**EXERCISE OBJECTIVE**
Rewrite the listing below as a JSON list of strings, one string per line and no strings for blank lines. Omit the pictures from your answer.

**LISTING**
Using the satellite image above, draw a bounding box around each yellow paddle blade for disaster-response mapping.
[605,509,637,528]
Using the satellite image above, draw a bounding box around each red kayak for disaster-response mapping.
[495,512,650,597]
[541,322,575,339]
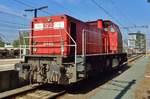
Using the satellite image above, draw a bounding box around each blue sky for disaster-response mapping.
[0,0,150,41]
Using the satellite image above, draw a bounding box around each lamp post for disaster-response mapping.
[24,6,48,18]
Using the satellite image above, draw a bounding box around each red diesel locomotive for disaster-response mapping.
[16,15,127,84]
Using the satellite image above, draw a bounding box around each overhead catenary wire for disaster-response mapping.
[0,20,28,26]
[109,0,135,26]
[91,0,124,27]
[14,0,53,15]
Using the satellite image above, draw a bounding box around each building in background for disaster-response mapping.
[128,31,146,53]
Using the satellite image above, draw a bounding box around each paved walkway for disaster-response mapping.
[91,57,150,99]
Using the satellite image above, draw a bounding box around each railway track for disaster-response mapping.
[0,84,66,99]
[0,55,143,99]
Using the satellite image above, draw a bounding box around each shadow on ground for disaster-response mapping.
[67,65,130,94]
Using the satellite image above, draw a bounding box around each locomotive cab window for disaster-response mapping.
[70,22,76,55]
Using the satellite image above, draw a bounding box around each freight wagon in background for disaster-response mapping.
[16,15,127,85]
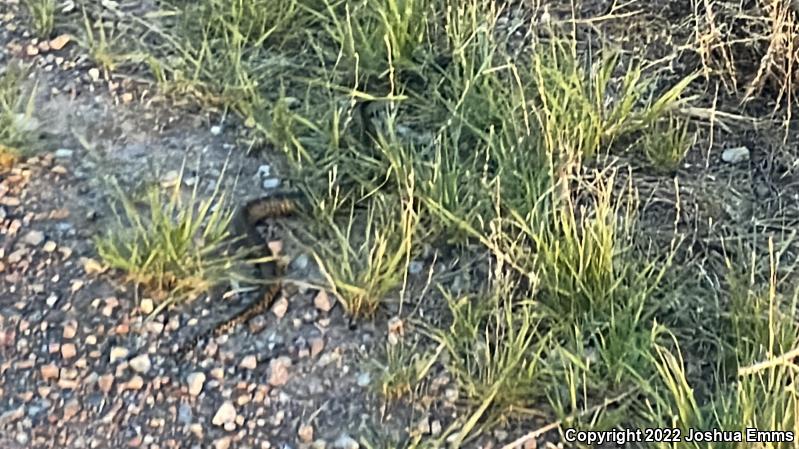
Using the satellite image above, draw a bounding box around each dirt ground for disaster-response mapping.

**TASK ANSWER**
[
  "Using the satellite image above, draw a bounding box around each yellow paddle blade for disaster-response mapping.",
  "[605,509,637,528]",
  "Using the satellite image above, draw a bounding box around each red kayak for disaster-response mapping.",
  "[495,512,650,597]",
  "[541,322,575,339]",
  "Using the satellite image above, draw a bounding box around each blue sky for disaster-response mapping.",
  "[0,0,150,41]",
  "Using the satellite image above, draw a bounding box around each lamp post for disaster-response mapping.",
  "[24,6,48,18]",
  "Using the satellite image above, draw a bounding box around each red diesel locomotive for disaster-response mapping.",
  "[16,15,127,84]",
  "Using the satellite image above, draw a bounding box around each overhead catenary wire for disaster-response mapping.",
  "[0,20,28,26]",
  "[109,0,135,26]",
  "[91,0,124,27]",
  "[14,0,53,15]",
  "Using the satellite image above, draw a bounding box around each building in background for disaster-response mapping.",
  "[128,31,146,53]",
  "Using the satellite image above, draw a bounding box around each paved walkway for disaster-response mapping.",
  "[91,57,150,99]",
  "Using the satellite image above, draw a bounding box around each railway track for disaster-response mapping.",
  "[0,84,66,99]",
  "[0,55,143,99]",
  "Using the satellite image above, draw a bounding box around each shadow on ground for disaster-response mapping.",
  "[67,65,130,94]",
  "Using the satellite image above, draw a bounding box around each locomotive cab window for disaster-response mapping.",
  "[70,22,76,55]",
  "Using the satellite image above, draw a bounding box around each freight wagon in background for disaster-response mapping.",
  "[16,15,127,85]",
  "Using the satellite image above, draw a bounding box around each dirt ground for disaster-response mapping."
]